(DATA FOR THE TASK begins)

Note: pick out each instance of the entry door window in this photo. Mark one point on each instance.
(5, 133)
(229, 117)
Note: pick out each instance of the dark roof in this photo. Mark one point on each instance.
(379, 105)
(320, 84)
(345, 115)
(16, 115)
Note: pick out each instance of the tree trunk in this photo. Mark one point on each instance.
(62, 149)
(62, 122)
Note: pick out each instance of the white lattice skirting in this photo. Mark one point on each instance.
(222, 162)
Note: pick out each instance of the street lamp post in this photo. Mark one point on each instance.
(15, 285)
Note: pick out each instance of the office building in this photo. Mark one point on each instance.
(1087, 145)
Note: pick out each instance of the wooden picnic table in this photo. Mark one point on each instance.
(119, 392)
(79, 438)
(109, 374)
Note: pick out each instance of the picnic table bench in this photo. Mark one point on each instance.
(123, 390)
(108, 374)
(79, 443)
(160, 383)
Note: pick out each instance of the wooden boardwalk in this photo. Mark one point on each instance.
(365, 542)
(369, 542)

(DATA FOR THE TASK ends)
(DATA FOR THE TASK begins)

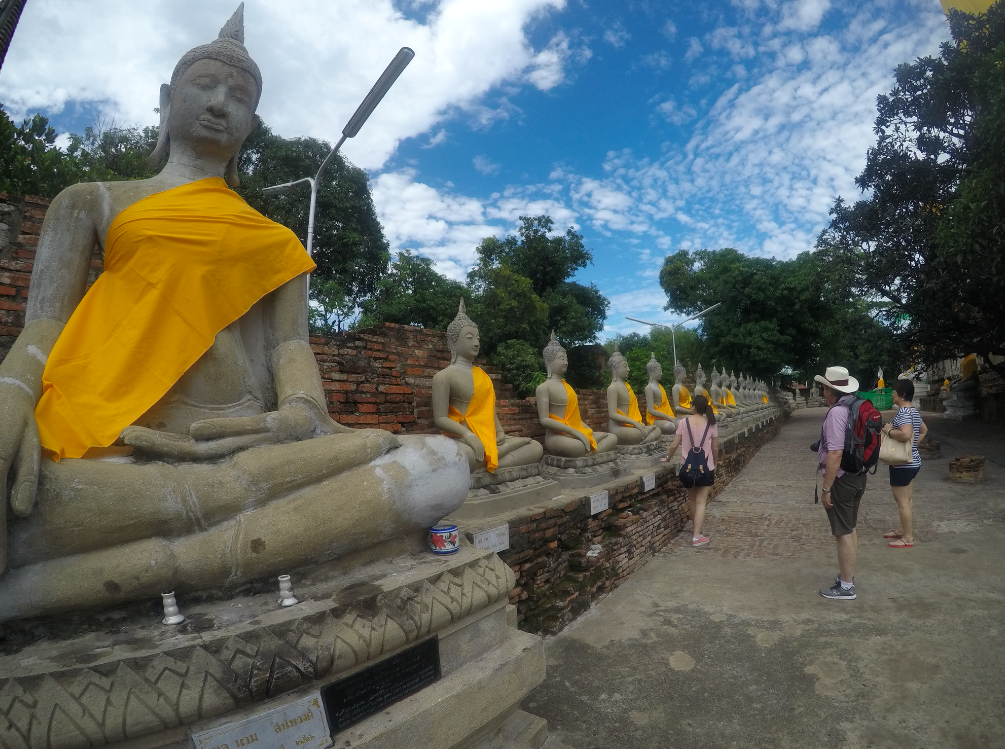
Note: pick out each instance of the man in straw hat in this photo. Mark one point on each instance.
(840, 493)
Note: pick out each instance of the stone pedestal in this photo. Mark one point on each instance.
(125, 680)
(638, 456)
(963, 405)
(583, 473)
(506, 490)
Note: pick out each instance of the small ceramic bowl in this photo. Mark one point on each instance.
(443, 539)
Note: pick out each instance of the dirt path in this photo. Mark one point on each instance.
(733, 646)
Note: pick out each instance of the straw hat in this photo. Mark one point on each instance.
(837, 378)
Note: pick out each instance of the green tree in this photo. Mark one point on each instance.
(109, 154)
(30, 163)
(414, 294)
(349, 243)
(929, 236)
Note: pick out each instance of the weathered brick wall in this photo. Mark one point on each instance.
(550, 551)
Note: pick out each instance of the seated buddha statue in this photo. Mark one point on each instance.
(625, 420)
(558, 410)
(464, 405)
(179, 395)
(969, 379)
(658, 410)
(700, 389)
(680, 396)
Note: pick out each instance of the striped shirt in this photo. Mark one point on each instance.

(DATA FOR THE TASK ends)

== WORK ITEM ==
Output exactly one stretch of the listing: from the line containing "Note: pick out each instance of the weathered" through the line containing "Note: pick out each instance of the striped", both end lines included.

== WRITTEN REPLY ==
Note: pick out each instance of the weathered brick wall in this photo. Mark one point on each instance.
(550, 551)
Note: pick out each instance of the seated buddha statue in this photo. Mark one point on each instance.
(625, 420)
(558, 410)
(464, 405)
(179, 395)
(969, 379)
(658, 410)
(700, 389)
(680, 396)
Note: pick out each instance of the striped shirt in this photo. Mark one point on each instance.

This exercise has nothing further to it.